━━━ Available records

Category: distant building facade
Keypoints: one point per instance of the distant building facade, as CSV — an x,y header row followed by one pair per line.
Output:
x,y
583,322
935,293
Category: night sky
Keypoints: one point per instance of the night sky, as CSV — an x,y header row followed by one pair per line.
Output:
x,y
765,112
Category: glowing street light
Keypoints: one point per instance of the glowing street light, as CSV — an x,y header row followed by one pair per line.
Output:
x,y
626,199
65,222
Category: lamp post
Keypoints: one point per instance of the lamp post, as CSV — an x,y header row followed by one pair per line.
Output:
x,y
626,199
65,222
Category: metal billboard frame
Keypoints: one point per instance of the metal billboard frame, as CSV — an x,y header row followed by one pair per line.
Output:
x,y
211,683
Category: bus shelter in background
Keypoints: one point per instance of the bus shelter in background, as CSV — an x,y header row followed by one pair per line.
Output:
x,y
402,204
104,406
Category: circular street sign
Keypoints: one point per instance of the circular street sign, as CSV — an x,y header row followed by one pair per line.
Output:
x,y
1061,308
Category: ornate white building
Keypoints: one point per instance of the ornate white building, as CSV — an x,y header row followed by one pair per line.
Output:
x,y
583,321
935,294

━━━━━━
━━━ Available records

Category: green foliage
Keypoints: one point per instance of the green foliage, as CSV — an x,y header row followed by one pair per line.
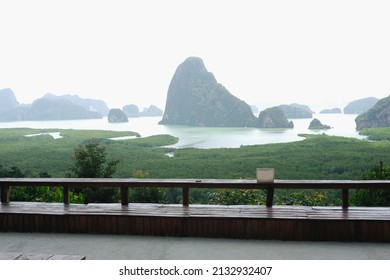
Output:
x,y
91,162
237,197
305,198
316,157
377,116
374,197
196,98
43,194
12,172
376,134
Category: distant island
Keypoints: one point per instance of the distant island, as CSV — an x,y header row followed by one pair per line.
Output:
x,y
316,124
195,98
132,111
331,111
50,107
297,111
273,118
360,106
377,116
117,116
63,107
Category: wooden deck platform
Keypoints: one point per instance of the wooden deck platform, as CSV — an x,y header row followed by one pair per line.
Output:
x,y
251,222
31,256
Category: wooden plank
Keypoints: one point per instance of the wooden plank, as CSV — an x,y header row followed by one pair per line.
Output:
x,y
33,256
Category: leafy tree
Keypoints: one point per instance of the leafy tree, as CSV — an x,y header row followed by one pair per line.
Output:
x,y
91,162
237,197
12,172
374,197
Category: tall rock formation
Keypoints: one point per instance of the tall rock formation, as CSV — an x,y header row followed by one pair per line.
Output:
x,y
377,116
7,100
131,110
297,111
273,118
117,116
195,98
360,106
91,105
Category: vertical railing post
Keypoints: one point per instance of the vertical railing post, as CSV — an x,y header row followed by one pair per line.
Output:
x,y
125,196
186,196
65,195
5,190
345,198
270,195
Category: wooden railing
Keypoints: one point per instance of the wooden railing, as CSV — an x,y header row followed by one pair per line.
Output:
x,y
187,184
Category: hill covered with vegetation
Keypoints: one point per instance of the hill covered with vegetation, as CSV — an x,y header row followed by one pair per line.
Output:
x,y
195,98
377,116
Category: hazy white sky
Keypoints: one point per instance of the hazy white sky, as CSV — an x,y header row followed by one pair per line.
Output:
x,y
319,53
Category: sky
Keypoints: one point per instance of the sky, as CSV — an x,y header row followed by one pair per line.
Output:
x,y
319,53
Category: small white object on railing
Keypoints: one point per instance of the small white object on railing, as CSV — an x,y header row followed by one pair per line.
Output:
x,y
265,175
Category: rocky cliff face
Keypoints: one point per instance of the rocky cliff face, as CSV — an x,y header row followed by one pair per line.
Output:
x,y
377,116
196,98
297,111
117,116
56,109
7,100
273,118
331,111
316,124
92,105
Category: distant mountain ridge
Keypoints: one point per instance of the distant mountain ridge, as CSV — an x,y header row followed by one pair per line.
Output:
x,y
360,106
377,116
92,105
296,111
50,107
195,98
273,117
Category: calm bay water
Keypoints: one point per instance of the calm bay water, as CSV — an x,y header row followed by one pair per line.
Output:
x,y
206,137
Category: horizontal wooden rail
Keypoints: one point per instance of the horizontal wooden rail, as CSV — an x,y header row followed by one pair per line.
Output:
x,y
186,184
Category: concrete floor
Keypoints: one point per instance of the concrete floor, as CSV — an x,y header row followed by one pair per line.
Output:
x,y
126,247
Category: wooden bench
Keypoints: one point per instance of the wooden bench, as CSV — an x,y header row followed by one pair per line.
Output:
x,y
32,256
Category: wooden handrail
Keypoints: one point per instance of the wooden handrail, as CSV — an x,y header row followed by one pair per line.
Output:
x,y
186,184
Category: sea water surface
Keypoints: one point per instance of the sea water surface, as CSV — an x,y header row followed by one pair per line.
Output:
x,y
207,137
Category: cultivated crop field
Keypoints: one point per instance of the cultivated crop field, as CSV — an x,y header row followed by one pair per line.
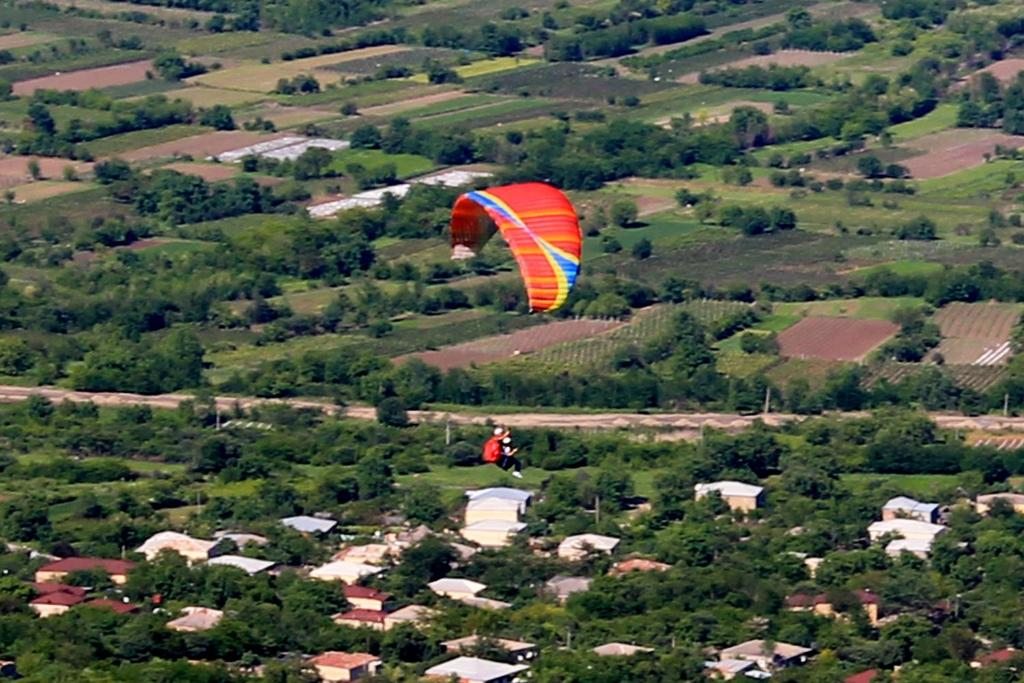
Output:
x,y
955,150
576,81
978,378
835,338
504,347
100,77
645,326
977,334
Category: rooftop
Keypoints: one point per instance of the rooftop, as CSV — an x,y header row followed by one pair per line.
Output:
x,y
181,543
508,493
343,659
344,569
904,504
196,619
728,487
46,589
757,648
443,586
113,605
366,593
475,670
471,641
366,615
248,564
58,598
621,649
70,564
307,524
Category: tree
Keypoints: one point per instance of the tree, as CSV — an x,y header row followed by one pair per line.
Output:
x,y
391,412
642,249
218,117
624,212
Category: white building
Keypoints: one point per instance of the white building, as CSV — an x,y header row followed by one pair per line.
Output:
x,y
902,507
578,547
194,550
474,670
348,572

━━━━━━

Goal → Pull out each row above that contains the string "light", treating uppercase and lowercase as different.

Result of this exercise →
Category: glowing street light
Keypoints: one point per instance of the glowing street light, as CSV — an x,y header row followed by one pair per line.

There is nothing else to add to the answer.